◆ What to work on: In the records below, one line contains "x=224, y=82". Print that line and every line after it exactly, down to the final one.
##### Extracted material
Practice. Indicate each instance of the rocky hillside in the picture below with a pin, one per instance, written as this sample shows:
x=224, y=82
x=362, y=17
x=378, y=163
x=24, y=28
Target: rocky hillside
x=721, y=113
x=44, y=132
##########
◆ Output for this exercise:
x=224, y=82
x=362, y=17
x=378, y=163
x=24, y=28
Target: rocky hillside
x=721, y=113
x=44, y=132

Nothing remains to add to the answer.